[Region outline entries]
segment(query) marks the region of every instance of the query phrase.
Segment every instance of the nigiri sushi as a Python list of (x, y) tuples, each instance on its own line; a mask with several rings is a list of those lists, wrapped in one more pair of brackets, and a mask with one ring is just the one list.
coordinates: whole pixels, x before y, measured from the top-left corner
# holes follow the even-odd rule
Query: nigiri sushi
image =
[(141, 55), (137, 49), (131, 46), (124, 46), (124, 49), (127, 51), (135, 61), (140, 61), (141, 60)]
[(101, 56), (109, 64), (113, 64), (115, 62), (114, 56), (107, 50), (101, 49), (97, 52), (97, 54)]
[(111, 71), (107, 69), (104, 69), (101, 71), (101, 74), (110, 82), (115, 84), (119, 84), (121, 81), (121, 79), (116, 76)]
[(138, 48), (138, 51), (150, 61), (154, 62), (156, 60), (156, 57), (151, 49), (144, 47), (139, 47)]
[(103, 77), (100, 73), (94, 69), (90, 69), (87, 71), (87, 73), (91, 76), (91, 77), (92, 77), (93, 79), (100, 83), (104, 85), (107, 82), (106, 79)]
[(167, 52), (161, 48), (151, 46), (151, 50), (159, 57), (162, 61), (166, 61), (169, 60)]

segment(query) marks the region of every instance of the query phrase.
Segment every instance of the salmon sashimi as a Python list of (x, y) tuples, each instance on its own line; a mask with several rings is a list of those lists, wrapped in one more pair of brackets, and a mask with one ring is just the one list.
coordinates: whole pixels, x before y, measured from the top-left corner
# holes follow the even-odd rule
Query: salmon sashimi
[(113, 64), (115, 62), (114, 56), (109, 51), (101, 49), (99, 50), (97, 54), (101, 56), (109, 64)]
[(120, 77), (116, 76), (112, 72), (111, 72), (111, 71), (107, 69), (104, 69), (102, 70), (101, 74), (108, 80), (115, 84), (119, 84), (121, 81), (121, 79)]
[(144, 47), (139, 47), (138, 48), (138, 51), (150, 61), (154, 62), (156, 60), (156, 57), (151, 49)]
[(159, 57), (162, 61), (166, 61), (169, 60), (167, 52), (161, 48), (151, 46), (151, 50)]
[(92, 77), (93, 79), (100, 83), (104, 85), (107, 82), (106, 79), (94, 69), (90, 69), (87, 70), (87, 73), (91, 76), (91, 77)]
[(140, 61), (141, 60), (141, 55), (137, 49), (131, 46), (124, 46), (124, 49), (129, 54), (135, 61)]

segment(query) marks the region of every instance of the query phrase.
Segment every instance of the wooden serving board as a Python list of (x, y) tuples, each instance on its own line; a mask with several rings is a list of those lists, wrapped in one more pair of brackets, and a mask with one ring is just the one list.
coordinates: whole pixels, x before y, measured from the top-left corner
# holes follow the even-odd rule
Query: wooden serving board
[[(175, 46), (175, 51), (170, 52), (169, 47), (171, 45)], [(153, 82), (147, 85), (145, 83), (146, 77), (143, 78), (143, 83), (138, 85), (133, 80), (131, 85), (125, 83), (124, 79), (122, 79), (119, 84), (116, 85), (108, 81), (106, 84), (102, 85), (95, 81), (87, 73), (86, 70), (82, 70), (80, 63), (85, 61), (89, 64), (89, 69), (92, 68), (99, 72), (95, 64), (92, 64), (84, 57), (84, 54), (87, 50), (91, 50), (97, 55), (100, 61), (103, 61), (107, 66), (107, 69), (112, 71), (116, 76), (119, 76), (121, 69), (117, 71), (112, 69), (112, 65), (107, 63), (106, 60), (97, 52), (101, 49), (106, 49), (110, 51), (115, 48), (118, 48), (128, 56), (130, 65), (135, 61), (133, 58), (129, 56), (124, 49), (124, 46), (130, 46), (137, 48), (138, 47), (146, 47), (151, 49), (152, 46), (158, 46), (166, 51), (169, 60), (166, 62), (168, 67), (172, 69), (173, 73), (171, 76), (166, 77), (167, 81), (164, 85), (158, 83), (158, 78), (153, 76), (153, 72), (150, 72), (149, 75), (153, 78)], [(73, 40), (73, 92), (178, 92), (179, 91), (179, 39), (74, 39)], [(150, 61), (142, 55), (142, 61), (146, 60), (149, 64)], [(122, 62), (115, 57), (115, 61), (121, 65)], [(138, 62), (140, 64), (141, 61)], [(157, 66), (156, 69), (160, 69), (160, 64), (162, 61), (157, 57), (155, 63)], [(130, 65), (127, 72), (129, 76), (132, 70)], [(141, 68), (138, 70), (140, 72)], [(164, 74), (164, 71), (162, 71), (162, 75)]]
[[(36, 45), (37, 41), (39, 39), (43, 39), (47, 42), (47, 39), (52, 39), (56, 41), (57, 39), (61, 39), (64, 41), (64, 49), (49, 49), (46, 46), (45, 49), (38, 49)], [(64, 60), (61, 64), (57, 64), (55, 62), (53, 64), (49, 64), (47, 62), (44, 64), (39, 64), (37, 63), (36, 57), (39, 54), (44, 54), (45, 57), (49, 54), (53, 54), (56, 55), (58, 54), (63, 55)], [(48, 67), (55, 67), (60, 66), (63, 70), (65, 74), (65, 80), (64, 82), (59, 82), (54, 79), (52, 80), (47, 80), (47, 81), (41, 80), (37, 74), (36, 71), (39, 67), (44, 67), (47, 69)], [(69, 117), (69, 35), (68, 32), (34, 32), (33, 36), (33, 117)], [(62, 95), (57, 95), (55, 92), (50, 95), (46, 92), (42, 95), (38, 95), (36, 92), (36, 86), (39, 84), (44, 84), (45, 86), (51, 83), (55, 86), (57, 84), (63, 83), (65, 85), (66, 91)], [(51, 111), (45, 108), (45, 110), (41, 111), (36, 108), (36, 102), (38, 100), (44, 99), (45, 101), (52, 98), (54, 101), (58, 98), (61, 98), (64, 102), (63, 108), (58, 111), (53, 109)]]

**WHAT THE TASK ASKS**. Copy out the items word for word, from the very start through the line containing "61), (169, 60)]", with that line included.

**FULL OUTPUT**.
segment(query) marks the region of every instance of the query phrase.
Segment every instance of the nigiri sushi as a Python list of (x, y) tuples, each instance on its own line; a mask with several rings is a list of those lists, wrapped in one more pair of brackets, and a mask with one ring is just the one list.
coordinates: whole pixels, x before y, measured from the top-left corner
# holes follow the even-odd rule
Query: nigiri sushi
image =
[(141, 55), (137, 49), (131, 46), (124, 46), (124, 49), (127, 51), (135, 61), (140, 61), (141, 60)]
[(101, 56), (109, 64), (113, 64), (115, 62), (114, 56), (107, 50), (101, 49), (97, 52), (97, 54)]
[(111, 71), (107, 69), (104, 69), (101, 71), (101, 74), (110, 82), (115, 84), (119, 84), (121, 81), (121, 79), (116, 76)]
[(138, 48), (138, 51), (150, 61), (154, 62), (156, 60), (156, 57), (151, 49), (144, 47), (139, 47)]
[(103, 77), (100, 73), (94, 69), (90, 69), (87, 71), (87, 73), (91, 76), (91, 77), (92, 77), (93, 79), (100, 83), (104, 85), (107, 82), (106, 79)]
[(167, 52), (161, 48), (151, 46), (151, 50), (159, 57), (162, 61), (166, 61), (169, 60)]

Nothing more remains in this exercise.